Food Diary
Thursday, October 11th, 2007A few years ago when I was in the middle of losing 115lbs, I was told to keep a Food Diary, of everything I ate. I started doing it and I came to a point where I resented doing it. Not because I hated myself for indulging in something I shouldn’t have and felt bad, but the fact that my list looked long.
In my list being long, meant that I felt like I was eating too much and I should start eliminating food from my list so it would look shorter. In other words, I wasn’t eating bad things but make it look like I was eating less.
The sad part of it that it didn’t matter what was on the list, it was the length of it that made it look scary. It came to a point that I wouldn’t eat something just so I wouldn’t have to write it down so the list didn’t look long. It was playing tricks with my mind.
The list would look like this:
Egg whites and Oatmeal.
Protein drink or bar
Tuna and salad
8 almonds and 1/2 an apple
Chicken, salad and palm size serving of long grain rice
1 cofee
2 litres of water.
Even if I tried writing it on one line so it would decieve my eyes, it didn’t work. I would start cutting things out. How much more simple can one person get? It’s not like I was trying to eat that clean, let’s face it, I’m not training for anything, I’m just trying to eat just as normal as I can since it’s a lifetime commitment.

------------------------------------

◆ WHAT THIS EXERCISE ASKS:
a) Write out everything in the food diary post from "In my list being" down to "litres of water.".
b) Continue the food diary post from the point where it stops.

------------------------------------

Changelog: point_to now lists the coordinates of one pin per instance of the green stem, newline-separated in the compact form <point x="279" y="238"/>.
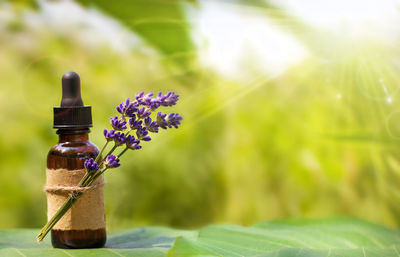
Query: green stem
<point x="98" y="174"/>
<point x="58" y="215"/>
<point x="111" y="151"/>
<point x="98" y="158"/>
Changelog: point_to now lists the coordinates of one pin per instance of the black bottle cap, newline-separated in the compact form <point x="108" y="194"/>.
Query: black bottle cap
<point x="72" y="113"/>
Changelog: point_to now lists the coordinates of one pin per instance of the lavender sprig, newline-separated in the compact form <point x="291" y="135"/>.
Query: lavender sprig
<point x="138" y="112"/>
<point x="118" y="124"/>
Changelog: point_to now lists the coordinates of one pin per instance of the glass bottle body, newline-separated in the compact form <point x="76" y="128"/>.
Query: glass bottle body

------------------------------------

◆ TASK-BY-TASK RESULTS:
a)
In my list being long, meant that I felt like I was eating too much and I should start eliminating food from my list so it would look shorter. In other words, I wasn’t eating bad things but make it look like I was eating less.
The sad part of it that it didn’t matter what was on the list, it was the length of it that made it look scary. It came to a point that I wouldn’t eat something just so I wouldn’t have to write it down so the list didn’t look long. It was playing tricks with my mind.
The list would look like this:
Egg whites and Oatmeal.
Protein drink or bar
Tuna and salad
8 almonds and 1/2 an apple
Chicken, salad and palm size serving of long grain rice
1 cofee
2 litres of water.

b)
That is a list from some of the stuff I eat now. I didn’t even eat that clean and still lost my weight. It was just the fact that my list looked long and started eliminating foods, which in turn, almost started starving myself without noticing.
So I stopped. People always said that I should stick with it but I felt different by relying on writing in a book. I knew I did something wrong when I did it. I wouldn’t feel that much worse writing it down. I knew my fault.
Now, some years have passed, started a great exercise program that has weights and cardio combined and decided I would give it another chance. I want to be able to write things down, since my eating habits changed and working my body differently requires me to fuel it differently.
Wish me luck. Hopefully I won’t fall into that rutt again. I’m keeping my fingers crossed.